## WORK ORDER
Where a line of the following data contains the string "cloud", include it in the tally. Report the total alone.

(Records from a collection)
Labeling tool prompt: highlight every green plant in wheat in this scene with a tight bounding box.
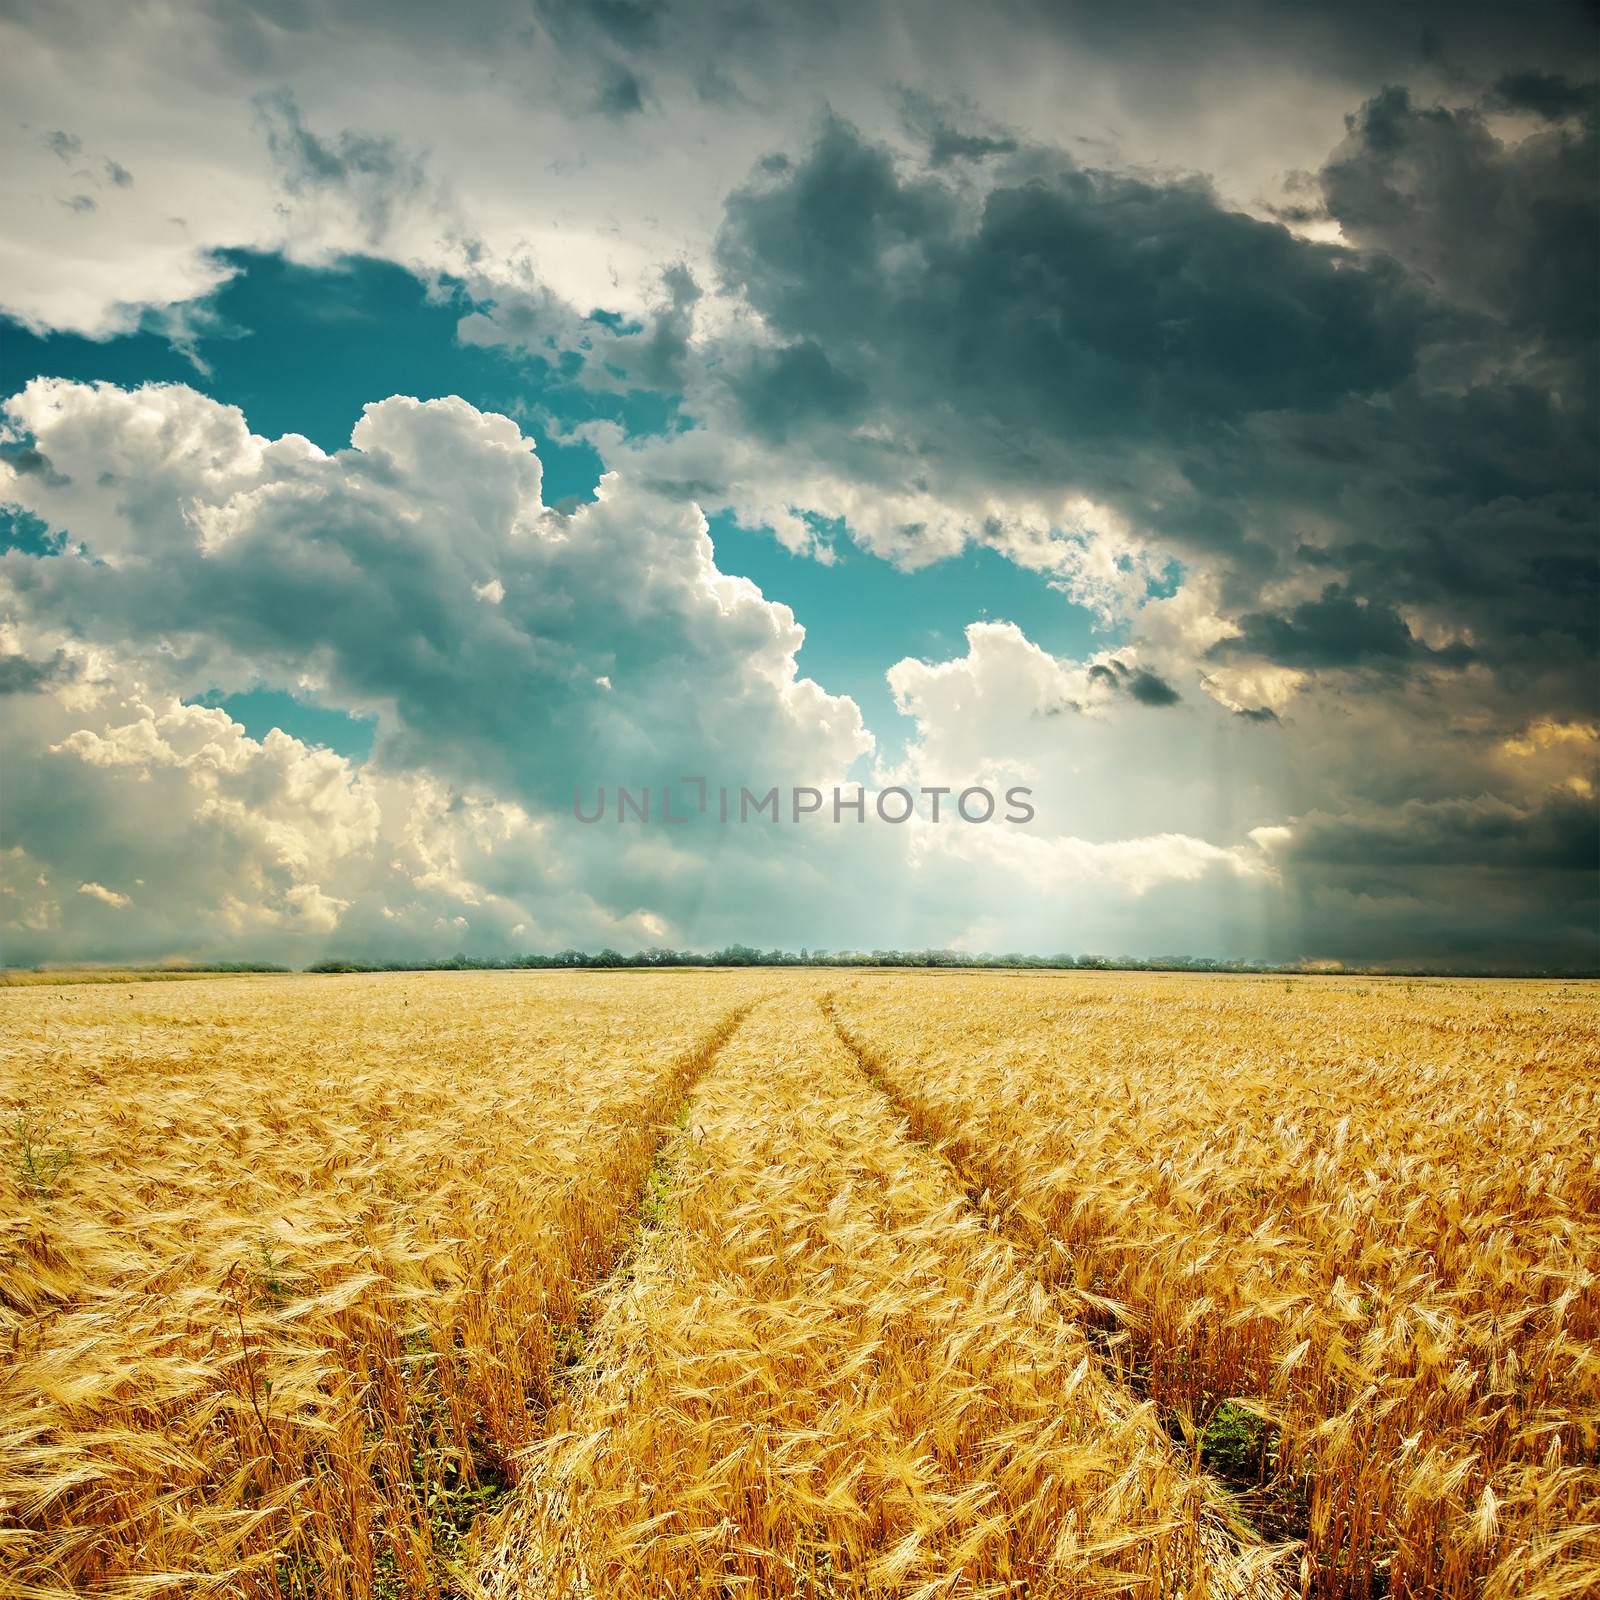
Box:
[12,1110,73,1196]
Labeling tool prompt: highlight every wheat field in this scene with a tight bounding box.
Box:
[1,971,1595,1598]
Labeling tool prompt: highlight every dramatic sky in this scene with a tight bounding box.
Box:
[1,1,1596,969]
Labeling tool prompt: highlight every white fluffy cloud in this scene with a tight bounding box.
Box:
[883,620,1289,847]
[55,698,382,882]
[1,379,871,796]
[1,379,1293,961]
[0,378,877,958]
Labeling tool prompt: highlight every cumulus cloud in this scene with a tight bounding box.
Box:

## ANSWER SECTION
2